**Given records**:
· · ·
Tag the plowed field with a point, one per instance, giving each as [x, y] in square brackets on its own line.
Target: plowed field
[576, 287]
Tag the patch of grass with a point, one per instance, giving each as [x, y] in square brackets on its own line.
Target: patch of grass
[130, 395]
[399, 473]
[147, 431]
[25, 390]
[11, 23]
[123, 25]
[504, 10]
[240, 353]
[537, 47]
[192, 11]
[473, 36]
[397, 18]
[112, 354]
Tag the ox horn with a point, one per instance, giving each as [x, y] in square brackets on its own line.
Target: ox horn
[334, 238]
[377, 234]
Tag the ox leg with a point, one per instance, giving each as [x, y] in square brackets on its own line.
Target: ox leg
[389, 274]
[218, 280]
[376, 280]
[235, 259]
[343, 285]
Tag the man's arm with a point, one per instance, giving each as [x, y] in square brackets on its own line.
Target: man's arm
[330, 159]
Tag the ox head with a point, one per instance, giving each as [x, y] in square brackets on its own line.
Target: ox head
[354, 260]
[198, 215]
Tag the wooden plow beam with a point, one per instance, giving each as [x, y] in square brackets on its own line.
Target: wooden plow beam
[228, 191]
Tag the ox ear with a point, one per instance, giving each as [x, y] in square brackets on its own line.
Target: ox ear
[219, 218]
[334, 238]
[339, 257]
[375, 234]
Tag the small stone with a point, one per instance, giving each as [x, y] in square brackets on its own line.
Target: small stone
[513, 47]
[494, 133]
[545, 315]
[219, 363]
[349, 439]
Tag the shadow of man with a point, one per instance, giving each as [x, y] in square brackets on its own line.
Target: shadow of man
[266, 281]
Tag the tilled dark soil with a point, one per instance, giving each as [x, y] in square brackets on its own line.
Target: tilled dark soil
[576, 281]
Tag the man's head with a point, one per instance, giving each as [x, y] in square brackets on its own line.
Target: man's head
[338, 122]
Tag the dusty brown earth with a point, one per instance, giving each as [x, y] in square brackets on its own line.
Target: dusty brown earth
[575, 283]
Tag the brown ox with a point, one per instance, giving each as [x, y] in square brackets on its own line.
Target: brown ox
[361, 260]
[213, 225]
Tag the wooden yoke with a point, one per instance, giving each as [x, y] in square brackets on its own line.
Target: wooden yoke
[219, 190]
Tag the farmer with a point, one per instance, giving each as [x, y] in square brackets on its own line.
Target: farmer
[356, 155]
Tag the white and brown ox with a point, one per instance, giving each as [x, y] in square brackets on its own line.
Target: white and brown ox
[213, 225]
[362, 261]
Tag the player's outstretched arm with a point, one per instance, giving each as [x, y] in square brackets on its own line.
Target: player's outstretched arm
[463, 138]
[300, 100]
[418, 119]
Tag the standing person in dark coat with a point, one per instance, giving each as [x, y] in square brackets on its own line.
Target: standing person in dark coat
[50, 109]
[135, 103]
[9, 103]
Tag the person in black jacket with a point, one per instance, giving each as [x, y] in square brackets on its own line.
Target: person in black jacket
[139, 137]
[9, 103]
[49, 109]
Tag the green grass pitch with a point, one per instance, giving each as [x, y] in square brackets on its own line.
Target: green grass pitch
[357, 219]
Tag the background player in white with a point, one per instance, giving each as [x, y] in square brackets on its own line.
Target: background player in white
· · ·
**Exercise description**: Reply with the number of lines in the material above that contain "background", and nothing more.

**Answer below**: 2